> [出典]

§

このような背景からわかるとおり、ソフトウェアテストはシステム開発における品質管理の重要な要素となる。ソフトウェアが意図した通りに動作し、不具合や脆弱性がないことを確認するテストプロセスは、ユーザー体験を向上させるのみならず、企業のブランド価値を守るためにも正しく実施すべきこととして、肝に銘じておきたい。

本記事では、ソフトウェアテストの基本概念から様々なテスト技法、ドキュメント、プロセス、タイプ、ツール、定量的品質管理、はたまた新しい手法や原則に至るまで、初心者でも理解できるようなるべく平易な言葉を用いて解説する。さらに、具体的な事例や手順も交えて、より実践的な知識が得られる内容になることも目指す。長い記事になってしまったが、ブックマークをするなどして最後まで目を通していただければ幸いである。

ソフトウェアテストの基本概念

  • ソフトウェアテストとは

ソフトウェアテストは、開発されたソフトウェアが顧客の要求、あるいは仕様に基づいて、正しく実装されているかどうかを確認するプロセスである。このプロセスは、製品をリリースするまでになるべく早期に不具合を発見、修正し、リリース可否の判断材料を得ることを主な目的としている。以下は、ソフトウェアテストの実行プロセスの概念を図式化したものである。

▲図1:ソフトウェアテスト実行プロセスの概念図

  • ソフトウェアテストの全体像

ソフトウェア開発におけるテスト体系を図式化すると以下のようになる。これらの関係性は是非覚えておこう。

さらに、ソフトウェア開発全体とソフトウェアテストとの関係についても図式化したので、テストの全体感も掴んでおこう。

§

> [入力データ]
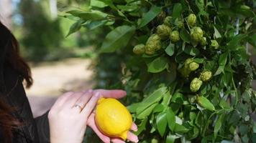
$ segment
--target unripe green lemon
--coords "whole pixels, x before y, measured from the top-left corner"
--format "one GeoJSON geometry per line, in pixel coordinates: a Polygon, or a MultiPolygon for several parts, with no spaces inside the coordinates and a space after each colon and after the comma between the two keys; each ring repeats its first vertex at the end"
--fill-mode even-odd
{"type": "Polygon", "coordinates": [[[191,90],[193,92],[196,92],[199,90],[201,86],[202,85],[203,82],[200,80],[198,78],[194,78],[191,82],[191,90]]]}
{"type": "Polygon", "coordinates": [[[191,36],[192,39],[195,40],[196,41],[200,41],[203,38],[203,30],[200,27],[195,26],[191,29],[191,36]]]}
{"type": "Polygon", "coordinates": [[[191,71],[196,71],[198,67],[199,64],[195,61],[192,61],[189,64],[189,70],[191,71]]]}
{"type": "Polygon", "coordinates": [[[212,73],[210,71],[204,71],[200,75],[200,79],[203,82],[207,82],[211,78],[212,73]]]}
{"type": "Polygon", "coordinates": [[[218,49],[219,48],[219,43],[216,40],[211,40],[211,46],[214,47],[214,49],[218,49]]]}
{"type": "Polygon", "coordinates": [[[180,40],[180,33],[175,30],[170,32],[170,39],[173,42],[176,42],[180,40]]]}
{"type": "Polygon", "coordinates": [[[132,51],[136,54],[142,54],[145,52],[145,45],[142,44],[137,44],[133,48],[132,51]]]}
{"type": "Polygon", "coordinates": [[[207,41],[206,41],[206,37],[203,37],[201,41],[200,41],[200,44],[203,46],[206,46],[207,44],[207,41]]]}
{"type": "Polygon", "coordinates": [[[170,27],[170,22],[171,22],[172,19],[173,19],[172,16],[169,16],[165,17],[165,19],[163,21],[163,24],[167,25],[169,27],[170,27]]]}
{"type": "Polygon", "coordinates": [[[191,26],[193,26],[196,23],[196,16],[194,14],[191,14],[188,16],[188,23],[191,26]]]}
{"type": "Polygon", "coordinates": [[[187,69],[189,69],[189,64],[193,61],[193,60],[191,58],[186,59],[184,62],[184,67],[187,69]]]}
{"type": "Polygon", "coordinates": [[[165,24],[160,25],[157,27],[157,34],[161,39],[166,39],[168,38],[170,31],[170,28],[165,24]]]}
{"type": "Polygon", "coordinates": [[[176,19],[174,21],[174,24],[177,26],[178,28],[183,27],[183,21],[180,19],[176,19]]]}
{"type": "Polygon", "coordinates": [[[156,51],[161,49],[160,40],[161,39],[157,34],[152,34],[147,41],[145,52],[147,54],[154,54],[156,51]]]}

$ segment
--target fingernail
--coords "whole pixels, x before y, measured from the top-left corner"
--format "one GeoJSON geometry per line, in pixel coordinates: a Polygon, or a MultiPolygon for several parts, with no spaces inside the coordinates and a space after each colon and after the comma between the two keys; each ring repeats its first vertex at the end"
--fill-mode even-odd
{"type": "Polygon", "coordinates": [[[96,97],[99,97],[100,96],[99,92],[96,92],[94,95],[96,97]]]}

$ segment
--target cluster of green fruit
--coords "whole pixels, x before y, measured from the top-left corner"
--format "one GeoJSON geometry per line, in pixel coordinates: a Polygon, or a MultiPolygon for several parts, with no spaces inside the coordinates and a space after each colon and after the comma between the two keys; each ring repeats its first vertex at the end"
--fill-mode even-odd
{"type": "MultiPolygon", "coordinates": [[[[173,30],[184,26],[183,21],[176,19],[174,22],[172,21],[171,16],[165,17],[163,24],[159,25],[156,29],[156,34],[152,34],[147,39],[145,44],[140,44],[136,45],[133,51],[136,54],[154,54],[157,51],[161,49],[161,40],[166,40],[168,38],[172,43],[175,43],[180,39],[180,33],[178,30],[173,30]],[[172,23],[174,23],[175,26],[172,26],[172,23]]],[[[200,43],[202,46],[207,44],[206,38],[204,37],[204,31],[199,26],[196,26],[196,16],[194,14],[191,14],[186,19],[187,23],[191,29],[190,29],[190,35],[193,44],[200,43]]],[[[212,40],[214,46],[219,46],[216,40],[212,40]]]]}
{"type": "MultiPolygon", "coordinates": [[[[202,46],[207,44],[206,38],[204,36],[204,31],[199,26],[196,25],[196,16],[194,14],[191,14],[186,19],[186,22],[190,29],[190,36],[191,39],[191,44],[193,45],[198,45],[200,44],[202,46]]],[[[133,48],[133,51],[136,54],[146,54],[149,55],[154,54],[157,51],[161,49],[161,40],[170,40],[172,43],[175,43],[180,39],[180,33],[177,28],[184,28],[183,21],[176,19],[174,21],[171,16],[165,18],[163,24],[159,25],[156,28],[156,34],[152,34],[147,39],[145,44],[140,44],[133,48]],[[171,24],[174,24],[173,28],[171,24]]],[[[216,40],[211,40],[211,46],[217,48],[219,44],[216,40]]],[[[196,62],[193,59],[188,58],[185,62],[182,68],[178,71],[181,75],[185,78],[188,78],[191,72],[196,71],[199,68],[199,64],[196,62]]],[[[190,85],[191,92],[196,92],[199,90],[203,82],[209,81],[212,76],[210,71],[204,71],[200,77],[194,78],[190,85]]]]}
{"type": "MultiPolygon", "coordinates": [[[[191,72],[196,71],[199,67],[199,64],[196,63],[193,59],[188,58],[185,61],[184,66],[178,71],[181,75],[188,78],[191,72]]],[[[196,92],[199,90],[203,82],[208,82],[212,77],[210,71],[204,71],[198,78],[195,77],[191,82],[190,89],[191,92],[196,92]]]]}

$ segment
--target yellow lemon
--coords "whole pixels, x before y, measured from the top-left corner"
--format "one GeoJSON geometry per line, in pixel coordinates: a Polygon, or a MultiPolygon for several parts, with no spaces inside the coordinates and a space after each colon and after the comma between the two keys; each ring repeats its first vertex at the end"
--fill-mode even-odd
{"type": "Polygon", "coordinates": [[[128,109],[115,99],[101,98],[95,113],[95,122],[99,130],[112,137],[127,138],[132,118],[128,109]]]}

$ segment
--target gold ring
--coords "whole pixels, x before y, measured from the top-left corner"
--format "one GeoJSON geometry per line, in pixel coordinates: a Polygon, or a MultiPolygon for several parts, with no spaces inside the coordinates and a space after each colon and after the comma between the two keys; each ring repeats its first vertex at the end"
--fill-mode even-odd
{"type": "Polygon", "coordinates": [[[80,108],[81,110],[83,109],[82,107],[81,107],[81,105],[79,105],[79,104],[75,104],[74,107],[76,107],[76,108],[80,108]]]}

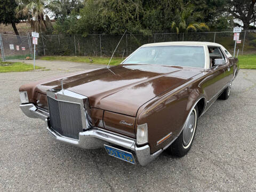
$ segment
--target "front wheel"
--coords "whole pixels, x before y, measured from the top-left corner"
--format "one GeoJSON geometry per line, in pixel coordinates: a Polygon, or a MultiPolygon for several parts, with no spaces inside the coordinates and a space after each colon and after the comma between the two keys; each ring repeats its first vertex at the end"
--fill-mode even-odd
{"type": "Polygon", "coordinates": [[[198,117],[197,106],[196,106],[189,115],[180,135],[170,146],[170,149],[173,154],[181,157],[190,149],[195,138],[198,117]]]}

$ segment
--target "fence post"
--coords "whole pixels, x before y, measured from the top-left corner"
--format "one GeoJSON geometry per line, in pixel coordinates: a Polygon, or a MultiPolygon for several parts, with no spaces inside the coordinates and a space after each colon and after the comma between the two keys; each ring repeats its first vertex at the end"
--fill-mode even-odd
{"type": "Polygon", "coordinates": [[[128,43],[127,42],[127,34],[126,34],[126,57],[128,57],[128,43]]]}
{"type": "Polygon", "coordinates": [[[30,52],[30,57],[32,58],[32,49],[31,48],[31,42],[30,42],[30,36],[29,35],[29,32],[28,32],[28,47],[29,48],[29,52],[30,52]]]}
{"type": "Polygon", "coordinates": [[[74,44],[75,45],[75,54],[76,55],[76,39],[75,38],[75,35],[74,35],[74,44]]]}
{"type": "Polygon", "coordinates": [[[43,40],[43,49],[44,50],[44,56],[45,56],[45,49],[44,48],[44,37],[42,36],[42,39],[43,40]]]}
{"type": "Polygon", "coordinates": [[[244,31],[244,42],[243,42],[243,48],[242,49],[242,55],[244,54],[244,42],[245,41],[245,34],[246,34],[246,31],[244,31]]]}
{"type": "Polygon", "coordinates": [[[2,40],[1,34],[0,34],[0,48],[1,48],[1,54],[3,61],[5,61],[5,58],[4,57],[4,46],[3,45],[3,41],[2,40]]]}
{"type": "Polygon", "coordinates": [[[100,34],[100,57],[102,57],[102,51],[101,51],[101,35],[100,34]]]}

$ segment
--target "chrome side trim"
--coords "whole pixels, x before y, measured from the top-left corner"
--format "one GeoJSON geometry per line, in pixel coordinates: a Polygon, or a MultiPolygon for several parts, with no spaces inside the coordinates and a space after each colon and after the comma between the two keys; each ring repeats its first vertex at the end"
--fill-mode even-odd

§

> [やること]
1) ソフトウェアテストについての文章をもとに、次の問いに答えてください。
(a) この記事では、解説にどんな言葉を使うと述べているか。
(b) ソフトウェアテストのプロセスの主な目的は何か。
(c) 図1は何を図にしたものか。
2) エントリから、文字列「green」を含む行をすべて選び、書き写してください。大文字と小文字は区別します。

> [回答]
1)
(a) 初心者でも理解できるような、なるべく平易な言葉
(b) 製品をリリースするまでになるべく早期に不具合を発見、修正し、リリース可否の判断材料を得ること
(c) ソフトウェアテスト実行プロセスの概念

2)
--target unripe green lemon
--target cluster of green fruit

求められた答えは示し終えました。